WHAT TO PRODUCE> Copy the records below word for word, leaving out the pictures.

#### PROVIDED MATERIAL

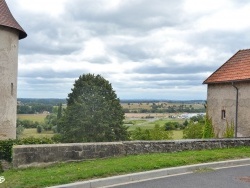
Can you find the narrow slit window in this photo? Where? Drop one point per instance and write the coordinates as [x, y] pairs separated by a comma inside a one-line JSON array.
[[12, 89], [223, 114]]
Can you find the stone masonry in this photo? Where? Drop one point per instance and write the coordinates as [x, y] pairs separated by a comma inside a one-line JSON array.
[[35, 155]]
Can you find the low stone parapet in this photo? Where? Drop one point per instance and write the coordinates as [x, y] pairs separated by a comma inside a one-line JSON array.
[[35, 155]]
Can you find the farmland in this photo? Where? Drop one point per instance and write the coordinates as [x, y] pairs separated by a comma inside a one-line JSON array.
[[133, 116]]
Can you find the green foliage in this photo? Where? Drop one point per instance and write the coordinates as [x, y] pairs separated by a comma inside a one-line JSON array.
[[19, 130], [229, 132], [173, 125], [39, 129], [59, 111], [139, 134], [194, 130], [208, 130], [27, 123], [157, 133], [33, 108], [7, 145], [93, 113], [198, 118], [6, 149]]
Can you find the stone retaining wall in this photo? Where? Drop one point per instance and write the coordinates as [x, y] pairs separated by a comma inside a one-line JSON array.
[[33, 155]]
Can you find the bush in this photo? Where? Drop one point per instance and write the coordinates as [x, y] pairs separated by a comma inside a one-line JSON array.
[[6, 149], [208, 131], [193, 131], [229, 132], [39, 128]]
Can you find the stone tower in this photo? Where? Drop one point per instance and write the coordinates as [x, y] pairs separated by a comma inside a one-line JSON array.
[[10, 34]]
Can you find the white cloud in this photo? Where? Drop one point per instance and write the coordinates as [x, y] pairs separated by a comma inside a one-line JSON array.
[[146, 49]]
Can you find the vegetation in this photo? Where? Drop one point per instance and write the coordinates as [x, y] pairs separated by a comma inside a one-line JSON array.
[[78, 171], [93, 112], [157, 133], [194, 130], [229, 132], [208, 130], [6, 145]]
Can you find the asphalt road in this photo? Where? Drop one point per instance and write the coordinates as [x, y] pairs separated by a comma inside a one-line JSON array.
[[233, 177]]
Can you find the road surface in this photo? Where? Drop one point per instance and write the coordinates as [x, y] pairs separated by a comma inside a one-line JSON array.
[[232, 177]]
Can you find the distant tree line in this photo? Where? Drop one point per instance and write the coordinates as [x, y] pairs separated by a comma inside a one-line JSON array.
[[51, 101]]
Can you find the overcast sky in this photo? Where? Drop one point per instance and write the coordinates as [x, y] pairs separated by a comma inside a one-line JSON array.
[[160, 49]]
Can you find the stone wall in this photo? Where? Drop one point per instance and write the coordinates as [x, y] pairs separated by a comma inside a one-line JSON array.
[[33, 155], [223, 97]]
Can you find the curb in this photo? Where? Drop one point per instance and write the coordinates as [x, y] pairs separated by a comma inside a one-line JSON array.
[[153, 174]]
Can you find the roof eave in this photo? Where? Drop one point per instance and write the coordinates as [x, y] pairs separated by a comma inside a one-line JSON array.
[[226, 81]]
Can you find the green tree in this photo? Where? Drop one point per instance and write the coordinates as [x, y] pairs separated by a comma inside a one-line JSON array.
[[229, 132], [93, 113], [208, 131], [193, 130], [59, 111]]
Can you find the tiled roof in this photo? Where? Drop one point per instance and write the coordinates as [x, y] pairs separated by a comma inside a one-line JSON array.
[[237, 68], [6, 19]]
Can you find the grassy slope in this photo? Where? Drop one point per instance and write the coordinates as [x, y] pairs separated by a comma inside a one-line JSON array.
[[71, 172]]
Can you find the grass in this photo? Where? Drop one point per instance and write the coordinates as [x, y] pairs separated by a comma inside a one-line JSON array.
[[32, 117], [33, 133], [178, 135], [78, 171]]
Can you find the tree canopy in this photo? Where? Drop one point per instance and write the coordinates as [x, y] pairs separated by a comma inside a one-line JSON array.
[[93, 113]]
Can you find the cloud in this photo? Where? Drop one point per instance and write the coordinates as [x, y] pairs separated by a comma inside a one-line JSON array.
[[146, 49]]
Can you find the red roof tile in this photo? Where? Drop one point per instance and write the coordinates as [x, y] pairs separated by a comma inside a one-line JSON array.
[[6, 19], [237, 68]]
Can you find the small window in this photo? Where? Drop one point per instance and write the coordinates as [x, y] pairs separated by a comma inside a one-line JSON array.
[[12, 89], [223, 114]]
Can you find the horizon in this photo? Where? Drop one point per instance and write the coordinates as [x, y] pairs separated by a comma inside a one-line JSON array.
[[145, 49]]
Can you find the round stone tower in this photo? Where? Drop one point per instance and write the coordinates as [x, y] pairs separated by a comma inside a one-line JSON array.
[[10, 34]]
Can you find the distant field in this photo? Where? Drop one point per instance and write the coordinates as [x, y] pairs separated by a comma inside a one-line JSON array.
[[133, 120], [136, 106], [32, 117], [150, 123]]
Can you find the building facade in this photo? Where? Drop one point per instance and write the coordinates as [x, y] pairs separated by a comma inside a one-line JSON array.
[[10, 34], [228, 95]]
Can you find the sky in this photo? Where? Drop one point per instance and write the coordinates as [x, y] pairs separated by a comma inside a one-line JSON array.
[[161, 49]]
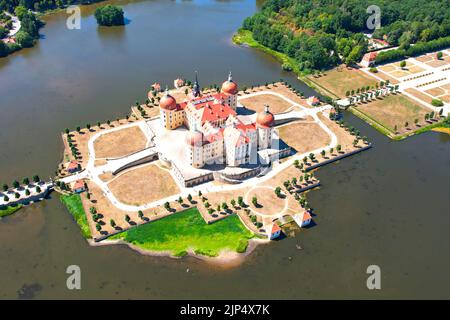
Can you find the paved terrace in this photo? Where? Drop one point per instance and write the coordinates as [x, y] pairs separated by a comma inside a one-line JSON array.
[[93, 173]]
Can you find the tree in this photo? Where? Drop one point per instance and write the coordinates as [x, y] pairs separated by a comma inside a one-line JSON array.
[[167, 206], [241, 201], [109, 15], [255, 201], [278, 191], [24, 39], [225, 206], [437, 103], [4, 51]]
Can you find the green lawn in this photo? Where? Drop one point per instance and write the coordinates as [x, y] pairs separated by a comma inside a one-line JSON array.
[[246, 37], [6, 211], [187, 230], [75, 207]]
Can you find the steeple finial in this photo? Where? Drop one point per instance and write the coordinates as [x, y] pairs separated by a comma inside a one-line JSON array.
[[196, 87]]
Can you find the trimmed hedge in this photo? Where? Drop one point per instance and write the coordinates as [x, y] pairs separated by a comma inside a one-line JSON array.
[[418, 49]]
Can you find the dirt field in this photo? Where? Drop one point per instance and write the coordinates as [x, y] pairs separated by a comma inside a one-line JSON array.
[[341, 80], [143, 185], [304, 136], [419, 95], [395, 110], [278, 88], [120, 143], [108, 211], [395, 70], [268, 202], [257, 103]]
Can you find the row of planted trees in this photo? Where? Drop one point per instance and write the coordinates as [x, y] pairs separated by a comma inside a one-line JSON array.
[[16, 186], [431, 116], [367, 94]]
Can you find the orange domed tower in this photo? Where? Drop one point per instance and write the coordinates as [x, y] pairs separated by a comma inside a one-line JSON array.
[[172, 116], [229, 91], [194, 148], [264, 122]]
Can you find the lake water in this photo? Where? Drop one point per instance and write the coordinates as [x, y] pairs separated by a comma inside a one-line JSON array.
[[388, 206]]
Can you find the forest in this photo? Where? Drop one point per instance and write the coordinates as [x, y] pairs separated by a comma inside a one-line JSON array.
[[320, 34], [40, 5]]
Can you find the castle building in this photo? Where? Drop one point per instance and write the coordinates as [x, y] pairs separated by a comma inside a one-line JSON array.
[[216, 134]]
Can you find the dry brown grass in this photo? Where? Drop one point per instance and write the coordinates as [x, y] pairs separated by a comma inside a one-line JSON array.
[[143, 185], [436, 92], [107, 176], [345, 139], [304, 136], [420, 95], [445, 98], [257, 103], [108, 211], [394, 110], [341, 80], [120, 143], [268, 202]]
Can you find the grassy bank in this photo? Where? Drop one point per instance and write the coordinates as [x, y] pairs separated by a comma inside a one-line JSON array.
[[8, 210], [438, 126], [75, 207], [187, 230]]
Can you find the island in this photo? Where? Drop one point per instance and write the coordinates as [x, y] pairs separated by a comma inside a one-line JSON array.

########

EXERCISE SOLUTION>
Can you find the narrow slit window in this photo? Where? Drop one point per instance and write the coordinates as [x, y] pairs separated by a comma inside a one-line JSON array.
[[12, 89], [223, 114]]
Can you find the stone masonry in this photo? Where? Drop one point per instance and write the coordinates as [x, y] pairs separated by a comma inside a one-line JSON array.
[[35, 155]]
Can you find the low stone parapet in this photo? Where? Drop one point per instance and write the coordinates as [x, y] pairs separated by a comma inside a one-line JSON array.
[[35, 155]]
Can you find the farmland in this photo? Where? Drop one point per instance and write the coordinates as [x, y] pairs separated by a comma inside a one-line JSON array.
[[133, 116]]
Can you find the green foliage in this photo? Where? Drop one point per instance and write the coordinates as [x, y] pairs separated by a comma inside a one-line JSON array.
[[19, 130], [229, 132], [173, 125], [39, 129], [59, 111], [139, 134], [194, 130], [208, 130], [27, 123], [157, 133], [33, 108], [7, 145], [93, 113], [198, 118], [6, 149]]
Can you find the stone retaining wall in this photo? Where? Drop one point per instance and write the coordinates as [x, y] pairs separated by a comma inside a one-line JSON array.
[[33, 155]]
Can you find the bush in this photo? Where? Drop one point per instance and write the coordinates as [x, y] pairs separated by a comma inside a one-line JSON array.
[[6, 149], [208, 131], [193, 131], [229, 132], [39, 128]]
Can you find the stone tower in this photo? Where? Drop one point per instance and write the coordinates as [x, y] pairs separated by a comma inside a one-line JSON array.
[[10, 34]]
Can you find the white cloud in this photo? Where? Drop one point per instance and write the coordinates as [x, y] pairs separated by a comma inside a one-line JSON array.
[[146, 49]]
Can you find the vegetation in this photo? Where? Drop one point per instance and write the coordinates as [x, y] pairs separated by a comma inside a one-line JSON array.
[[78, 171], [93, 112], [157, 133], [194, 130], [229, 132], [208, 130], [6, 145]]
Can you find the asphalt road in this photo? Where? Drop one point per instance and write the coordinates as [x, y] pairs separated by a comma inside a one-line JSON array.
[[233, 177]]
Can you find the road surface in this photo? Where? Drop one point per instance and write the coordinates as [x, y] pairs separated by a comma inside a one-line JSON array.
[[232, 177]]
Can you find the distant tree line in this photo? Where? Drop one point per instance and write the coordinates as [x, y] pairs separated by a comma inside a one-line JSON array.
[[51, 101]]
Can you find the overcast sky in this photo? Where? Drop one point per instance and write the coordinates as [x, y] pairs separated by a comma inside a one-line JSON array.
[[160, 49]]
Can you find the stone wall in this photo? Where? Drop one point per instance and write the coordinates as [x, y] pairs separated by a comma inside a one-line JSON array.
[[33, 155], [223, 97]]
Can you find the curb in this photo? Where? Drop one point per instance and write the coordinates as [x, y] pairs separated by a comma inside a one-line JSON array.
[[153, 174]]
Can you find the roof eave in this photo? Where? Drop one point per instance and write the coordinates as [x, y] pairs separated by a comma inside a one-line JSON array.
[[226, 81]]
Can you find the green tree in this photo? Where? Drop one point per instance and write the coordinates as [x, y] pairs separated by a comma inside a one-line JSON array.
[[229, 132], [93, 113], [208, 131], [193, 130], [59, 111]]
Can you find the tiled roof in this photo? Where? Drop one point per instance and write the coordinates as [x, y] pairs separated by a comma inside a one-line JSON array.
[[237, 68], [6, 19]]
Can you find the grassy slope in this photo? Where? Drop one point per instance and write the coordinates as [x, y] pairs separated by a comma inside a one-line JSON array.
[[71, 172]]
Can you find the grass in this photo? Where? Drop one point per instance and write the coordinates as [x, y] pairs separated by a comma inside a one-line JSON array.
[[32, 117], [33, 133], [178, 135], [78, 171]]
Can you find the tree canopy in this photo? Where? Drop one point per instance and write the coordinates as [x, y] pairs separated by a comma inside a one-line JSON array.
[[93, 113]]
Can you find the cloud in this photo? Where? Drop one point per instance and write the coordinates as [x, y] pairs separated by a comma inside a one-line JSON array.
[[146, 49]]
Can you find the red roof tile in this photo? Where? Drop one point per instance and write the coordinates as [x, y] pairs separated by a comma inside a one-line JSON array.
[[6, 19], [237, 68]]
Can you find the small window in this photo? Where? Drop one point per instance and write the coordinates as [x, y] pairs separated by a comma inside a one-line JSON array.
[[12, 89], [223, 114]]
Can you find the horizon in this photo? Where? Drop one point per instance and write the coordinates as [x, y] pairs separated by a comma inside a one-line JSON array.
[[145, 49]]
Can you find the round stone tower in this photo? Where? Drop one point per instance and write the coordinates as [x, y] pairs separated by a comma inside a one-line JSON array.
[[10, 34]]
Can you find the distant field in this photo? Where? Drop one point per instance and write the coordinates as [x, y] pairs separated by a comma inside a one-line JSON array.
[[133, 120], [136, 106], [32, 117], [150, 123]]
Can you find the building facade in this photo? Where? Drop one point per instance and write the coordinates as [x, y] pairs separated by a comma inside a one-line JSON array.
[[10, 34], [228, 95]]
Can you find the sky in this photo? Where? Drop one point per instance and write the coordinates as [x, y] pairs separated by a comma inside a one-line JSON array.
[[161, 49]]
Can you find the paved terrace in this photo? Where? Drop one point per instance and write the coordinates as [x, y] pairs separated by a comma inside a one-line JSON array.
[[93, 173]]
Can you find the tree in this photo? Where? Drop one point per instance and write the coordinates as [x, y] pairs separated by a comma inside a one-line JSON array.
[[167, 206], [241, 201], [109, 15], [255, 201], [278, 191], [24, 39], [225, 206], [437, 103], [4, 51]]
Can you find the green lawn in this photo? Where? Drop one point per instance and write the coordinates as [x, y] pairs separated by a comma inside a one-line JSON array.
[[246, 37], [6, 211], [187, 230], [75, 207]]
Can you find the steeple finial in this photo? Where? Drop one point per instance and write the coordinates as [x, y] pairs separated by a comma inside a one-line JSON array.
[[196, 87]]
Can you find the trimmed hedge in this photo? Where? Drop one point per instance and write the coordinates as [x, y] pairs separated by a comma inside a one-line JSON array.
[[418, 49]]
Can you find the dirt field in this photo? Where? Drop one point per instance and write the coordinates as [x, y] pairs separated by a comma inside a one-line JSON array.
[[341, 80], [143, 185], [304, 136], [419, 95], [395, 110], [278, 88], [120, 143], [108, 211], [395, 70], [268, 202], [257, 103]]
Can you find the row of planted trees in this photo? Where? Drop one point per instance and write the coordinates as [x, y] pairs separated by a comma inside a one-line JSON array.
[[16, 186], [431, 116], [367, 94]]
Can you find the orange domed tower in this photo? Where? Drop one point per instance and write the coordinates as [x, y] pairs separated by a comma inside a one-line JSON array.
[[172, 116], [229, 91], [194, 148], [264, 122]]
Can you find the lake water in this photo? Where? Drop one point per instance and write the coordinates as [x, y] pairs separated by a comma inside a one-line JSON array.
[[388, 206]]
Can you find the forest in this photo? Where? Drop one point per instance and write the coordinates as [x, y] pairs separated by a comma inside a one-line JSON array.
[[320, 34], [40, 5]]
Can you find the castle building in this photo? Where? Drop one point per instance and write the coordinates as [x, y] pairs separated by a comma inside a one-line JSON array.
[[216, 134]]
Can you find the dry brown grass in this photo? Where? Drop one point per instance and write the coordinates as [x, y] pairs separated by a comma inside a one-line JSON array.
[[143, 185], [436, 92], [107, 176], [345, 139], [304, 136], [420, 95], [445, 98], [257, 103], [108, 211], [394, 110], [341, 80], [120, 143], [268, 202]]
Can you find the grassy bank in this photo? Where? Drop one point per instance and write the coordinates as [x, y] pairs separated by a comma inside a one-line JSON array.
[[8, 210], [438, 126], [75, 207], [187, 230]]
Can you find the island in this photo? Where? Drop one point per instance and write the coordinates as [x, y] pairs separated by a comma inside a one-line JSON array.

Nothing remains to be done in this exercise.